▶ [Given data]:
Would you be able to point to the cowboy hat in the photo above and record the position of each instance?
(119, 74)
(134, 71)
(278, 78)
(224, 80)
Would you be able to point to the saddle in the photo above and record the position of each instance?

▶ [Objective]: Print every one of the records above again, word for word and in the same order.

▶ [Response to the task]:
Would you be able to point to the cowboy hat in the photo above and record the position of each instance?
(119, 74)
(134, 71)
(278, 78)
(224, 80)
Would you be able to point to the saddle in the photo above and record the position of each instance?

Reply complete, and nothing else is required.